## PROVIDED RECORDS
============

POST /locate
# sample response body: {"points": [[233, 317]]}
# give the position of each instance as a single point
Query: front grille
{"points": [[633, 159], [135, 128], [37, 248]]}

============

## TASK TO CARRY OUT
Copy each of the entries above line for line, changing nothing.

## EXERCISE SOLUTION
POST /locate
# sample response body: {"points": [[233, 317]]}
# give the position of each instance as a single point
Query: front grille
{"points": [[633, 159], [135, 128], [37, 248]]}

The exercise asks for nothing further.